* **STATED GOAL**
Could you revise the items below so that "one point per instance" becomes "one point for each instance" throughout, with nothing else changed? Leave the pictures out of your version.

* **TASK MATERIAL**
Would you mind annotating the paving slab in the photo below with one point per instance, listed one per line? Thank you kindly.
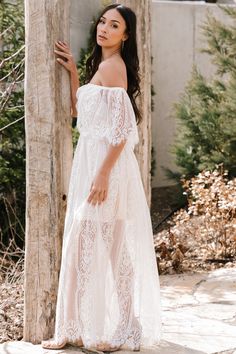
(199, 310)
(198, 315)
(21, 347)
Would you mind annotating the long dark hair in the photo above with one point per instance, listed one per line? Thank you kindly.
(128, 53)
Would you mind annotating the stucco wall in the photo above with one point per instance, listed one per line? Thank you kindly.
(176, 40)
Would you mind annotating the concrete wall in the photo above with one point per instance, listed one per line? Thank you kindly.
(81, 16)
(176, 40)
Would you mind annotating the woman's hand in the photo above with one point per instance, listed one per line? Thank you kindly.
(63, 50)
(99, 188)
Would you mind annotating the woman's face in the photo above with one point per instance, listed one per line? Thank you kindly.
(111, 29)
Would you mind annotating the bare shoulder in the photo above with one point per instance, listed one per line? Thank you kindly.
(112, 72)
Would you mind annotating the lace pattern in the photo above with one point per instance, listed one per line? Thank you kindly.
(108, 286)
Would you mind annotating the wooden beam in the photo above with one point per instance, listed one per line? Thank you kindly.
(48, 161)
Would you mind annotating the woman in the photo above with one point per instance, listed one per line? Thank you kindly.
(108, 295)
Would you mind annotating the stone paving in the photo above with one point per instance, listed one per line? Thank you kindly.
(199, 316)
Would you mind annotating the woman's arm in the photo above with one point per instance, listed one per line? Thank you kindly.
(99, 187)
(74, 85)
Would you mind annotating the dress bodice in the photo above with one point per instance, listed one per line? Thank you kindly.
(106, 113)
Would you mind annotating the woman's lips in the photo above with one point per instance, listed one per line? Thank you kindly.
(101, 37)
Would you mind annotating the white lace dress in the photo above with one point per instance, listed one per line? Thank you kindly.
(109, 284)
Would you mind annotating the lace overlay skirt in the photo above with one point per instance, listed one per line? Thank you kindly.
(109, 285)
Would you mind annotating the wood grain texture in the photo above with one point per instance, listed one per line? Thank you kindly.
(143, 150)
(48, 161)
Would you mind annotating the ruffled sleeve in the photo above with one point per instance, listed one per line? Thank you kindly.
(122, 120)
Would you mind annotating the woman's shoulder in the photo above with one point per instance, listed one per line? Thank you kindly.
(112, 72)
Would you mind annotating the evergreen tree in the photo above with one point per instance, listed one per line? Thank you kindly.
(207, 108)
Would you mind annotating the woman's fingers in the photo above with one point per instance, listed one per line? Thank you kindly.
(96, 197)
(62, 45)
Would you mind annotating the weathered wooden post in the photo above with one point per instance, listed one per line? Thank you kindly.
(48, 161)
(143, 150)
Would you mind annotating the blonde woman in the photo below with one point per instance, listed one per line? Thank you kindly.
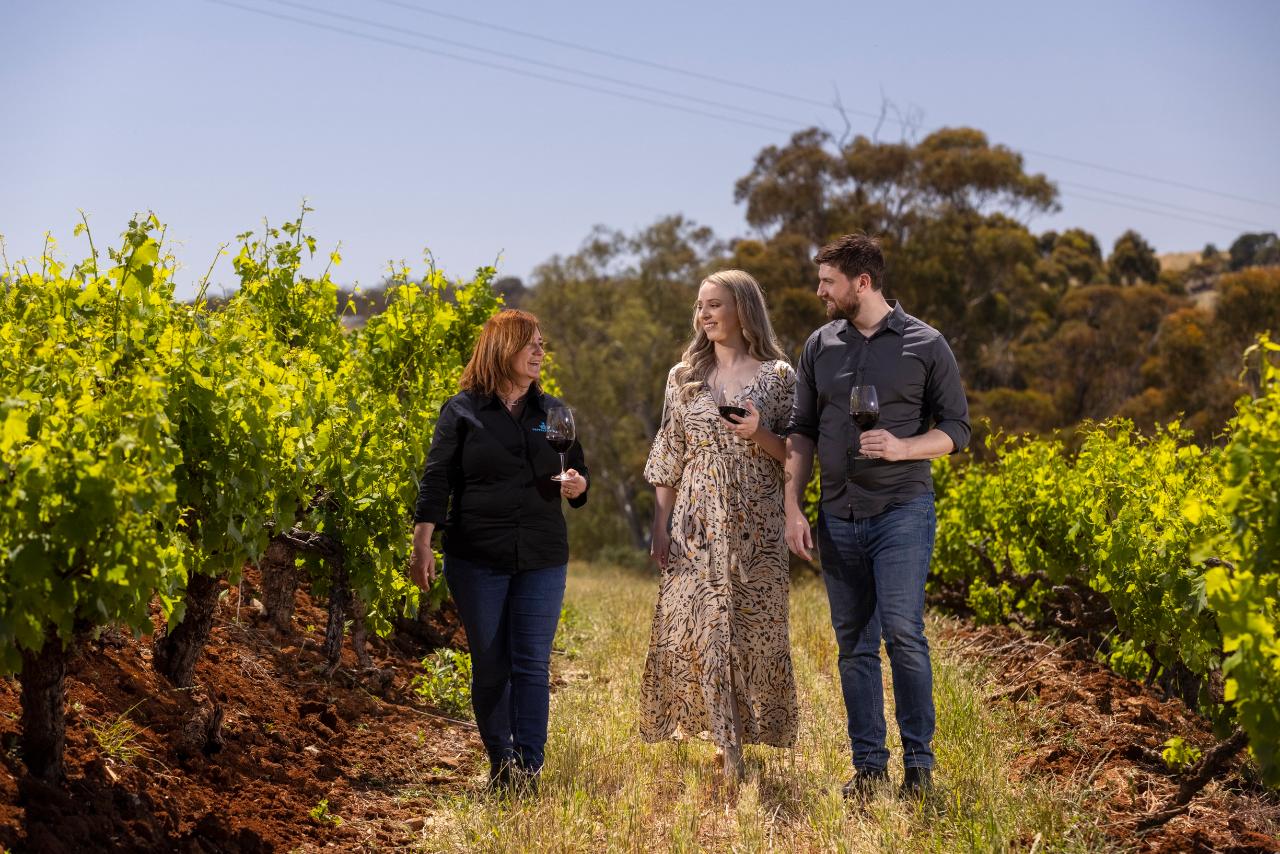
(720, 656)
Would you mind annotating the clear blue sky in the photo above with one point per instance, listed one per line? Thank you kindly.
(216, 117)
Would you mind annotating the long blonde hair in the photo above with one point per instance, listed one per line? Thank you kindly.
(762, 345)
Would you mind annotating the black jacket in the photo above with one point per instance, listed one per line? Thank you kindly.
(488, 483)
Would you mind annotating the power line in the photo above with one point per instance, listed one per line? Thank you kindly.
(1225, 227)
(643, 87)
(1164, 204)
(498, 65)
(567, 69)
(799, 99)
(609, 54)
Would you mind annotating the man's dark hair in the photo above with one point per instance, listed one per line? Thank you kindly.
(854, 255)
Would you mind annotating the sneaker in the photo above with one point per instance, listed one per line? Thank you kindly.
(864, 784)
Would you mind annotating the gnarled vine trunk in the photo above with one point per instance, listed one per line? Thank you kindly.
(44, 709)
(279, 581)
(181, 645)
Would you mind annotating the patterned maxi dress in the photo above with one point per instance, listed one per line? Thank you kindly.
(721, 639)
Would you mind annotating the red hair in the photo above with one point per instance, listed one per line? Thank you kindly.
(502, 337)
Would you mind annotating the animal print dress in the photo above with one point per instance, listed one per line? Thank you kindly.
(721, 640)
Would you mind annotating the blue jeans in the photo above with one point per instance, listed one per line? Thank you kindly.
(874, 570)
(510, 619)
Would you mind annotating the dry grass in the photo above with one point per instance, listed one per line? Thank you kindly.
(604, 789)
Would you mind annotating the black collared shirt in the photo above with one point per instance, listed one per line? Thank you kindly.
(488, 482)
(918, 384)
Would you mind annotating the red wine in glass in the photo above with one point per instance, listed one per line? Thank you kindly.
(726, 407)
(561, 433)
(864, 409)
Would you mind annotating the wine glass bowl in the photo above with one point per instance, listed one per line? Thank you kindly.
(864, 410)
(561, 433)
(727, 406)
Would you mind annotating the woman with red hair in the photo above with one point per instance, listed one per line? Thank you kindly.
(489, 484)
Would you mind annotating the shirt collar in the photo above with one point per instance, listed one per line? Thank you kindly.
(535, 398)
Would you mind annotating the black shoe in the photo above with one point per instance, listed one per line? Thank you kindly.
(864, 784)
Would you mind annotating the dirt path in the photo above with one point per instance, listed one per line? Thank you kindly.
(1037, 747)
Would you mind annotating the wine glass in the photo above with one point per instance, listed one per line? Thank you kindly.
(561, 434)
(727, 403)
(864, 409)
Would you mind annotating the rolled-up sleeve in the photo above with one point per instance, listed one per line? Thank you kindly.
(804, 410)
(437, 483)
(945, 397)
(666, 461)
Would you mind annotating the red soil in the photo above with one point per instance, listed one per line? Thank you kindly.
(292, 738)
(1104, 733)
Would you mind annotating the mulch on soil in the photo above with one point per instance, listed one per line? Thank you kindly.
(307, 761)
(1104, 733)
(301, 749)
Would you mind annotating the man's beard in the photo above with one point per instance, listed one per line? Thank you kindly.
(846, 310)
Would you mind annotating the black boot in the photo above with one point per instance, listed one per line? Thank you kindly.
(864, 784)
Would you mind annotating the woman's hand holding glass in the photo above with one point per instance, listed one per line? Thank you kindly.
(574, 484)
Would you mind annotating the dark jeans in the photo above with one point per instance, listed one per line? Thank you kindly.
(874, 570)
(510, 619)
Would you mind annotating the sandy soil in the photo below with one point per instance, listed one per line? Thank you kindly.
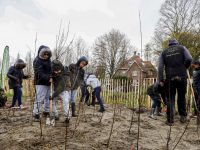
(18, 131)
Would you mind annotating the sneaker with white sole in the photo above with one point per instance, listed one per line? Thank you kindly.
(22, 107)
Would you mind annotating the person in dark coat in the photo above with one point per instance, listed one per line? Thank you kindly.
(196, 88)
(154, 92)
(84, 89)
(16, 75)
(95, 84)
(42, 80)
(76, 78)
(176, 59)
(62, 85)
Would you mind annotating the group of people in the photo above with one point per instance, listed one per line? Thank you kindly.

* **TASK ANSWER**
Would you mind annotating the paving slab in the photo below with one point for each instance, listed one per line? Thank you kindly.
(199, 310)
(198, 315)
(21, 347)
Would you mind annotating the long dark hair in the photo above with one point for each instance, listed one per line? Thank you kindly.
(128, 53)
Would you mind annotating the stucco wall in the photo above with one point for each instance, listed one per line? Thank you kindly.
(176, 40)
Would you mind annotating the concrete wall in the photo above with one point for each instance, listed one per line? Thank you kindly.
(81, 16)
(176, 40)
Would you mind annotating the woman's hand in the photo above with one point for each instance, listed one per line? Thank you kindly.
(63, 50)
(99, 188)
Would you mind annotating the woman's face in the photo above with one point for each instance, listed one per line? Thank you kindly.
(111, 29)
Would you mind annotating the bare shoulder in the photo above with one point for each instance, listed one per line? Thank you kindly.
(112, 72)
Would you mind annotating the lace pattern in the photo above with one point for each instance, listed one per line? Thank you kindly.
(108, 286)
Would you mind annotating the wooden beam in the photo above with one point for each instance, listed one per line? Thank you kindly.
(48, 161)
Would you mind annotating the woman in the photo above with one point for each instance, listed one per line? Thank you kindly.
(108, 295)
Would you mind annotating the stone paving in the photo above with one point for each instance, listed one per line? Thank you kindly.
(199, 316)
Would you mind annotating the woman's arm in the photo above with one point for each instance, listed one per line? Thank you kindly.
(99, 187)
(74, 85)
Would you mind annotating the dress bodice in the photo above with one point for each instance, listed one per line? Thank you kindly.
(106, 113)
Would you mind annotating the woman's lips in the photo above with one point for each instance, listed one per line? Thank you kindly.
(101, 37)
Would you mind annotating the white lace dress in the photo above with one point for each instance, listed one per line? Thank you kindly.
(109, 284)
Would you mind annotating the lace overlay skirt in the photo above with one point for each instance, listed one per line? Thank you kindly.
(109, 285)
Would you mind annotating the wood grain texture in the photo above with one point for each instance, listed one per line? Thank you kindly.
(143, 150)
(48, 161)
Would you mind annotating the ruffled sleeve in the photo above with one point for each instance, listed one per line? Thank you kindly.
(122, 120)
Would you mind annotating the woman's shoulder in the photo above with one point for each instance, listed one per line? Thank you kindly.
(112, 72)
Would you mind annotating the evergreen tree in the photo above with one point for each instance, listed one per line? Thank you kindly.
(207, 108)
Would you mind annotating the woman's fingers in the photo above with one point for each instance, listed one per line? Thank you kindly.
(96, 197)
(62, 45)
Would you mind annotating the weathered wooden post in the photo above with one point for each instance, listed one per line? Thank you kindly.
(48, 161)
(143, 150)
Would you mind annotating the blonde woman in the photo below with one point for each instance, listed one per line? Thank you kindly.
(720, 656)
Would you mind annotating the clear blue sky in the photo above with one point for each instance, listed one per line? Thank you kindly.
(216, 117)
Would you mind annotating the long blonde hair in the photo above with one point for each instance, listed one per line? Thank you kindly.
(762, 345)
Would you mind annotating the black jacket in the photo above with one point for each instance, listed one per line? Thank you kindly.
(488, 483)
Would you mind annotating the power line in the photo above with one point for each instance, listed one per line? Thank you kindly.
(1225, 227)
(643, 87)
(1164, 204)
(498, 65)
(567, 69)
(799, 99)
(609, 54)
Would you mind annotating the man's dark hair in the photo above with one point for each instance, listed one per line? Thank you kindly.
(854, 255)
Would you mind annotating the sneaker in the photo above with one point for each instance, listed one per line? Thank you kindly.
(864, 784)
Would you mind annotating the gnarled vine trunk in the photo above with one point for each instance, listed one per line? Thank you kindly.
(44, 709)
(279, 581)
(181, 645)
Would you mind annotating the patterned maxi dress in the photo above with one point for each instance, listed one per line? Thank you kindly.
(721, 639)
Would you mind annotating the red hair in the photo above with one point for each instance, listed one per line? Thank you kindly.
(502, 337)
Would you mind annotating the animal print dress in the photo above with one point for each instance, listed one per line? Thank you kindly.
(721, 640)
Would you mind annotating the blue jeans in the photo above with one point for each instance, listed one per line? Thank you kindly.
(874, 570)
(510, 619)
Would you mind annotating the dry grass in the photo above with one point for each instance, listed one per line? Thank you kindly.
(604, 789)
Would you mind annotating the black collared shirt in the photo above with one point for each instance, listed one per line? Thank you kindly.
(488, 482)
(918, 384)
Would you mind annotating the red wine in glass in the photo above with one point for each instance, listed one per line? Thank you kindly.
(726, 407)
(561, 433)
(864, 409)
Would you mind annotating the wine glass bowl in the photo above with one point for each instance, listed one per line? Thank you kindly.
(864, 410)
(561, 433)
(727, 406)
Would you mind annotating the woman with red hair in the photo above with one point for each instance, listed one per line? Thank you kindly.
(489, 484)
Would you mind annotating the shirt collar in the photo above with one point for each instance, listed one per line? Thank you kindly.
(535, 398)
Would you mind annotating the black shoe in the photo above with one point for each instance, listed one per line? Thank you kindly.
(864, 784)
Would you mind annotating the dirt path in the photo above with one point for each instance, listed one per line? Thank you kindly.
(1037, 747)
Would you mind annotating the wine glass in the photo above with one point for each instance, listed one per line? Thank you kindly.
(561, 434)
(727, 403)
(864, 409)
Would you mind annotating the rolled-up sleeve in the photo above with one point for each instance, listed one per line? Thank you kindly.
(804, 410)
(437, 483)
(945, 397)
(666, 461)
Would you mind annotating the red soil in the photo above with one point for each instance, listed one per line? Thank you kindly.
(292, 738)
(1104, 733)
Would you mind annotating the mulch on soil in the photo above with one point for each instance, listed one per line? Thank you kindly.
(307, 761)
(1104, 733)
(301, 749)
Would you mind annotating the man's beard in the photo above with one point for each instance, listed one per line? Thank you kindly.
(846, 310)
Would you mind annotating the black boot in the photo above with one point for each instance, listed one per line? Thank you kindly.
(864, 784)
Would you mind annotating the woman's hand holding glass in the photo above with one point for each instance, listed one per line? Thank you kindly.
(574, 484)
Would you mind annotating the dark jeans in the photo above with one point for each instance, listed one per line? Thank you kindly.
(874, 570)
(510, 619)
Would you mind annotating the sandy soil in the photo below with one point for each instance, listed one per line? Thank you kindly.
(18, 131)
Would you mind annotating the sneaker with white sole in the photo above with one point for each instance, listed one per line? Thank you kindly.
(22, 107)
Would you mind annotating the person in dark coat in the photo above with one point for each instance, listed one per line? Thank you kindly.
(196, 88)
(154, 92)
(84, 89)
(16, 75)
(95, 84)
(42, 80)
(76, 78)
(176, 59)
(62, 85)
Would you mind annotating the group of people in the photo above with one point for each instance, listed one per line? Thank you kindly.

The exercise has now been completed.